YOUR ASSIGNMENT —
A verbatim printing of the entries that follow is needed; pictures must not appear in it.

Stored data entries —
····················
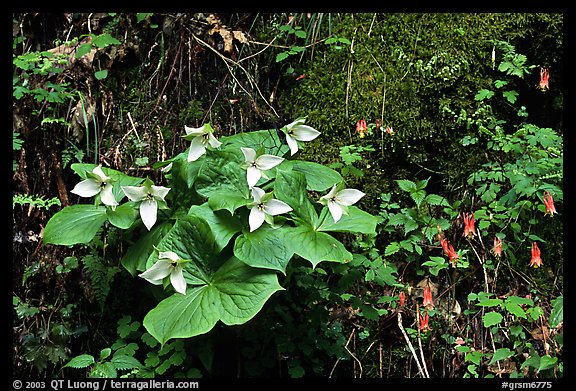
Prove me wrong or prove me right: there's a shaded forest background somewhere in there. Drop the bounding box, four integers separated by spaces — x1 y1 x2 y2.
12 13 563 379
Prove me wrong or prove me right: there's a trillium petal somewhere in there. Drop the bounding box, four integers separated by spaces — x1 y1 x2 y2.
285 135 299 156
184 125 206 137
121 185 148 202
264 199 293 216
292 125 321 141
249 208 266 232
327 201 344 223
92 165 111 182
256 154 284 170
140 199 158 230
247 166 262 188
207 132 223 148
158 250 181 262
336 189 365 206
251 186 266 203
241 147 257 163
188 136 207 161
320 185 338 202
139 260 172 284
170 266 187 295
151 185 170 200
100 184 119 206
71 179 101 198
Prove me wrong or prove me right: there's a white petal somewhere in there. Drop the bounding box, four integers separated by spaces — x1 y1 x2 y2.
207 132 223 148
286 118 306 129
249 208 266 232
292 125 321 141
264 199 293 216
170 266 187 295
336 189 365 206
247 166 262 188
151 185 170 200
188 137 207 161
256 154 284 170
184 125 206 136
158 250 180 262
285 134 299 155
139 260 172 284
320 185 338 202
140 199 158 230
241 147 256 163
92 165 111 181
100 184 119 206
121 185 147 202
328 201 344 223
251 186 266 203
71 179 101 198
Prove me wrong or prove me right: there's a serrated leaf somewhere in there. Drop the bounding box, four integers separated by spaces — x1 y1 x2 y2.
396 179 417 192
504 302 526 319
385 243 400 256
424 194 449 206
111 354 143 370
64 354 95 369
410 190 426 207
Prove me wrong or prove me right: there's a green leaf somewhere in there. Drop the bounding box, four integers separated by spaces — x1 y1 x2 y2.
504 302 526 319
520 355 540 370
483 311 503 327
195 149 249 201
384 243 400 256
538 355 558 371
465 351 484 365
121 221 173 275
207 191 250 214
424 194 449 206
143 257 284 344
276 52 289 62
549 296 563 328
317 206 381 235
274 168 318 225
111 355 143 370
75 43 93 59
475 89 494 101
44 205 108 245
188 203 242 252
64 354 95 369
233 225 295 273
410 190 426 207
106 202 138 229
476 298 503 307
285 225 352 268
100 348 112 360
488 348 514 365
221 129 289 157
290 160 343 191
396 179 417 192
94 69 108 80
92 33 121 48
502 90 519 104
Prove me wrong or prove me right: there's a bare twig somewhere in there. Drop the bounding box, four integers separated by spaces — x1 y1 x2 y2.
397 312 427 378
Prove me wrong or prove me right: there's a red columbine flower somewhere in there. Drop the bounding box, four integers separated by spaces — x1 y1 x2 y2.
385 126 394 135
529 242 543 268
441 238 460 266
399 291 406 307
422 286 434 309
493 237 503 258
419 310 431 332
539 67 550 91
463 212 476 239
543 191 557 217
355 119 367 138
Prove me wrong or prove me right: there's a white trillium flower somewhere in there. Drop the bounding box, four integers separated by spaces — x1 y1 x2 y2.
139 250 188 295
241 147 285 188
183 124 223 162
283 118 321 156
122 180 171 230
319 184 365 223
248 186 293 232
71 165 118 206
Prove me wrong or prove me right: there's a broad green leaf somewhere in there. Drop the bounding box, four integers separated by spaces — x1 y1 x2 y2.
195 149 249 200
143 257 284 344
233 225 295 273
483 311 503 327
111 355 143 370
538 355 558 371
424 194 449 206
44 204 108 245
317 206 381 235
290 160 343 191
488 348 514 365
64 354 95 368
100 348 112 360
92 33 121 48
106 201 138 229
549 296 563 328
370 263 398 287
94 69 108 80
220 129 289 156
285 225 352 268
504 302 526 319
274 169 318 225
465 351 484 365
207 191 250 214
188 203 242 251
121 221 172 275
476 298 503 307
396 179 417 192
520 355 540 370
75 43 93 59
····················
OUTPUT FOR THIS EXERCISE —
Prove me wrong or prove me right: there's a shaded forest background somewhere in there. Drop the bounding box, four integers separated by spaces — x1 y1 x2 y2.
12 13 563 379
Prove me wrong or prove me right: there's a trillium petal somewhere in there. Drop the bounding box, four integers separated by spaces — x1 y1 x2 y2.
285 135 299 156
184 125 206 137
121 185 148 202
264 199 293 216
292 125 321 141
249 208 266 232
327 201 344 223
92 165 111 182
256 154 284 170
140 199 158 230
247 166 262 188
207 132 223 148
158 250 181 262
336 189 365 206
251 186 266 203
241 147 257 163
188 136 207 161
320 185 338 202
139 260 172 284
170 266 187 295
151 185 170 200
100 184 119 206
71 179 101 198
Prove me wrong or prove me right: there's a white petal somewhere in there. Drop the bounding box, four integers separated by spaces — x1 y1 x2 y2.
207 132 223 148
286 118 306 129
249 208 266 232
292 125 321 141
264 199 293 216
170 266 187 295
336 189 365 206
247 166 262 188
151 185 170 200
188 137 207 161
256 154 284 170
184 125 206 136
158 250 180 262
285 134 299 155
139 260 172 284
320 185 338 202
140 199 158 230
241 147 256 163
92 165 111 181
100 184 119 206
121 185 147 202
328 201 344 223
251 186 266 203
71 179 101 198
Prove me wrong or prove me right: there's a serrated leaf somewhere in there. Drop the bounding box, four integers separated by spaces — x1 y1 x2 y2.
396 179 417 192
504 302 526 319
385 243 400 256
424 194 449 206
111 354 143 370
64 354 95 369
410 190 426 207
Prove me wrong or prove me right: there's a green leaf somewhere in there. Drop the bounding box, four integers separated by spaces — x1 y1 x2 y2.
504 302 526 319
520 355 540 370
483 311 503 327
195 149 249 201
384 243 400 256
538 355 558 371
465 351 484 365
121 221 173 275
207 191 250 214
424 194 449 206
143 257 284 344
276 52 289 62
549 296 563 328
317 206 381 235
274 168 318 225
111 355 143 370
75 43 93 59
475 89 494 101
44 205 108 245
188 203 242 252
64 354 95 369
233 225 295 273
410 190 426 207
106 202 138 229
476 298 503 307
285 225 352 268
100 348 112 360
488 348 514 365
221 129 289 157
290 160 343 191
396 179 417 192
94 69 108 80
92 33 121 48
502 90 519 104
Prove me wrong or prove me right: there's a bare twig somewhere in there. Drop the bounding box, four integers separated by spaces — x1 y1 x2 y2.
397 312 427 378
Prove me wrong or prove me right: there's a red columbine flower somewhere in there. Drop the bounding box, four integers separated by spaces — x1 y1 x2 y2.
385 126 394 135
529 242 543 268
441 238 460 266
399 291 406 307
422 286 434 309
493 237 503 258
419 310 431 332
539 67 550 91
463 212 476 239
543 191 557 217
355 119 367 138
Prove me wrong or prove me right: there's a white trillium flower somewhere in there. Drop the bounding box, four integers separated by spaces — x1 y1 x2 y2.
139 250 188 295
241 147 285 188
183 124 223 162
283 118 321 156
122 180 171 230
319 184 365 223
248 186 293 232
71 165 118 206
Prove me wrong or prove me right: there's a broad green leaf somewhere in there. Drop the bounding box, four integers separated by spaces — x1 y1 x2 y2.
195 149 249 200
143 257 284 344
233 225 295 273
483 311 503 327
111 355 143 370
538 355 558 371
424 194 449 206
44 204 108 245
317 206 381 235
290 160 343 191
488 348 514 365
64 354 95 368
100 348 112 360
92 33 121 48
106 201 138 229
549 296 563 328
370 263 398 287
94 69 108 80
220 129 289 156
285 225 352 268
504 302 526 319
274 169 318 225
465 351 484 365
207 191 250 214
188 203 242 251
121 221 172 275
476 298 503 307
396 179 417 192
520 355 540 370
75 43 93 59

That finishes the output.